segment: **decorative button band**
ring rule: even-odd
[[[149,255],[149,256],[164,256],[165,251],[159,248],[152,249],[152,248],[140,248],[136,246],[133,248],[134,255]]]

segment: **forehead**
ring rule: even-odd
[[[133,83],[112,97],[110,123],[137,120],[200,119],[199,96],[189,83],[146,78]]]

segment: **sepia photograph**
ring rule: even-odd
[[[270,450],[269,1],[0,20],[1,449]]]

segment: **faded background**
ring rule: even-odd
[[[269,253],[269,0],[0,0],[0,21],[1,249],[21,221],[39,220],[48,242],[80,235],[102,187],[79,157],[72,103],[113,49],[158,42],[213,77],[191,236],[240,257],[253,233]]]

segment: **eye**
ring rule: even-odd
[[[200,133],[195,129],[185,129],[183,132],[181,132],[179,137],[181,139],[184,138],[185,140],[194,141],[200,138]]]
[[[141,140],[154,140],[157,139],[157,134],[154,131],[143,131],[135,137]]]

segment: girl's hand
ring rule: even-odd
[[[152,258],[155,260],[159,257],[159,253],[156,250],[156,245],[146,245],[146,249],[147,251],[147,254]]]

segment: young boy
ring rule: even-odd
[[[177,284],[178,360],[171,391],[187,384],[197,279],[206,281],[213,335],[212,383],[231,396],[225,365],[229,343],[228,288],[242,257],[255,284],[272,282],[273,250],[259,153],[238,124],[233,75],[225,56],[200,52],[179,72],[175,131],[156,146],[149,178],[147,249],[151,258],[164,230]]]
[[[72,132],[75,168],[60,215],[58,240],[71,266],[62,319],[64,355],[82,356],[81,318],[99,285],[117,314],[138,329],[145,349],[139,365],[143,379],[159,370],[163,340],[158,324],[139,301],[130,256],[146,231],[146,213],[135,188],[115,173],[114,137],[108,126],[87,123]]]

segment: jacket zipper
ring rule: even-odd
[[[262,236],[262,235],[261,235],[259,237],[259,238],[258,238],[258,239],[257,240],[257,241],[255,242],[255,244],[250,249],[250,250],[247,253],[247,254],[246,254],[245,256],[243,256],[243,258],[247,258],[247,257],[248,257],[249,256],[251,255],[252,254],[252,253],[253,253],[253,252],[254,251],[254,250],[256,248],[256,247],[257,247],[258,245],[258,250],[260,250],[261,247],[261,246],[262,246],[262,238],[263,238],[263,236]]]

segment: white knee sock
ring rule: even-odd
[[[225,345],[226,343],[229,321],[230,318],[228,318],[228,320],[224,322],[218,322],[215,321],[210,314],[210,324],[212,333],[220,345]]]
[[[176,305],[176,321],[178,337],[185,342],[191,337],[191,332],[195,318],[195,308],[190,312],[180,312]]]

Request: Could you return all of the rows above verbatim, character for character, without altering anything?

Result below:
segment: **decorative button band**
ring rule: even-odd
[[[149,255],[149,256],[164,256],[165,251],[159,248],[152,249],[152,248],[140,248],[136,246],[133,248],[134,255]]]

segment: **forehead**
ring rule: even-odd
[[[133,83],[112,97],[110,123],[137,120],[200,119],[199,96],[189,83],[146,78]]]

segment: **sepia photograph**
ring rule: even-odd
[[[270,450],[269,1],[0,20],[1,449]]]

segment: **faded background**
ring rule: even-odd
[[[269,253],[269,0],[0,0],[0,21],[1,249],[21,221],[39,220],[48,242],[80,235],[102,187],[79,157],[72,103],[113,49],[158,42],[213,77],[191,236],[240,257],[253,233]]]

segment: **eye**
ring rule: even-odd
[[[200,133],[195,129],[185,129],[183,132],[181,132],[179,137],[181,139],[184,138],[185,140],[194,141],[200,138]]]
[[[141,140],[154,140],[157,139],[157,134],[154,131],[143,131],[135,137]]]

segment: girl's hand
ring rule: even-odd
[[[152,258],[155,260],[159,257],[159,253],[156,250],[156,245],[146,245],[146,249],[147,251],[147,254]]]

segment: young boy
ring rule: even-odd
[[[177,284],[178,360],[171,391],[187,384],[197,279],[206,281],[213,335],[212,383],[231,396],[225,365],[229,343],[228,288],[242,257],[255,284],[272,282],[273,250],[259,153],[238,124],[233,75],[225,56],[200,52],[179,72],[175,131],[156,146],[149,178],[147,249],[151,258],[164,230]]]
[[[72,132],[75,168],[60,215],[58,240],[71,266],[62,319],[64,355],[82,356],[81,318],[99,285],[117,314],[138,329],[145,349],[139,365],[143,379],[159,370],[163,340],[158,324],[139,301],[130,256],[146,231],[146,213],[135,188],[115,173],[114,137],[108,126],[87,123]]]

segment: jacket zipper
ring rule: even-odd
[[[262,236],[262,235],[261,235],[259,237],[259,238],[258,238],[258,239],[257,240],[257,241],[255,242],[255,244],[250,249],[250,250],[247,253],[247,254],[246,254],[245,256],[243,256],[243,258],[247,258],[247,257],[248,257],[249,256],[251,255],[252,254],[252,253],[253,253],[253,252],[254,251],[254,250],[256,248],[256,247],[257,247],[258,245],[258,250],[260,250],[261,247],[261,246],[262,246],[262,238],[263,238],[263,236]]]

segment: white knee sock
ring rule: even-odd
[[[225,345],[226,343],[229,321],[230,318],[228,318],[228,320],[224,322],[218,322],[215,321],[210,314],[210,324],[212,333],[220,345]]]
[[[176,305],[176,321],[178,337],[185,342],[191,337],[191,332],[195,318],[195,308],[190,312],[180,312]]]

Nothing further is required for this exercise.